Extract provided

- - - -

By Sunday, the FBI said it was acting on the “presumption” that the shooting by Saudi 2nd Lt. Mohammed Alshamrani, 21, killed on the scene by deputies, was terrorism. The Saudi government told the United States it will cooperate with the investigation (The Associated Press).

 

Alshamrani was receiving flight training at the base with other Saudis and bought his weapon legally from a gun shop early this year. Under U.S. law, an application for a hunting license permitted the purchase of a weapon with a non-immigrant visa (The Hill).

 

Authorities are investigating Alshamrani’s activities before the shooting, including a formal complaint he filed against an instructor at Naval Air Station Pensacola (The New York Times).

 

> U.S. and North Korea: North Korean leader Kim Jong Un today took a swipe at Trump, calling him a “heedless and erratic old man” after the president tweeted on Sunday that Kim risks losing “everything” if he backs any hostility following Pyongyang’s claim to a “very important” weapons test (Reuters). Denuclearization talks remain stalled between the two countries ahead of a one-year deadline North Korea set for U.S. acceptance of its demands.

IN FOCUS/SHARP TAKES

POLITICS & CAMPAIGNS: With just over two months until Iowans kick off the voting season for Democrats, two of the party’s top-tier candidates have engaged in a feud that shows no signs of slowing down and highlights the importance of the first-in-the-nation caucus state for the campaigns. 

 

Sen. Elizabeth Warren (D-Mass.) and South Bend, Ind., Mayor Pete Buttigieg have found themselves in an extended back-and-forth that is all too familiar to some Democrats. As Reid Wilson writes in his latest trip down memory lane, the fight is reminiscent of the 2004 campaign, when a similar cast of characters held the stage, only to help the party blow its chance of ousting an incumbent GOP president.

- - - -

Data supplied

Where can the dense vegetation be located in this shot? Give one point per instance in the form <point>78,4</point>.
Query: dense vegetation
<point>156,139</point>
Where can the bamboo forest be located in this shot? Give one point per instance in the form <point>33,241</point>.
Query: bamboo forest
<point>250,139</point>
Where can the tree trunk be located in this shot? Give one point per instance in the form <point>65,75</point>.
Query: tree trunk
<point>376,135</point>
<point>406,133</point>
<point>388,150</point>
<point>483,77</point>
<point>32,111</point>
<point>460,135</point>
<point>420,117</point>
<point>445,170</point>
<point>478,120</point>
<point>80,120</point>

- - - -

Activity 1
Answer these from the news digest above:
(a) Under U.S. law, what application permitted Alshamrani to buy a weapon with a non-immigrant visa?
(b) What phrase did Kim Jong Un use to describe Trump?
(c) Which two Democratic candidates are engaged in the feud ahead of the Iowa voting?
Activity 2
Render this sentence from the news digest in Spanish: "Denuclearization talks remain stalled between the two countries ahead of a one-year deadline North Korea set for U.S. acceptance of its demands."

Task answer 1
(a) An application for a hunting license.
(b) A "heedless and erratic old man."
(c) Sen. Elizabeth Warren and South Bend, Ind., Mayor Pete Buttigieg.

Task answer 2
Las conversaciones sobre la desnuclearización siguen estancadas entre los dos países ante el plazo de un año que Corea del Norte fijó para que Estados Unidos acepte sus exigencias.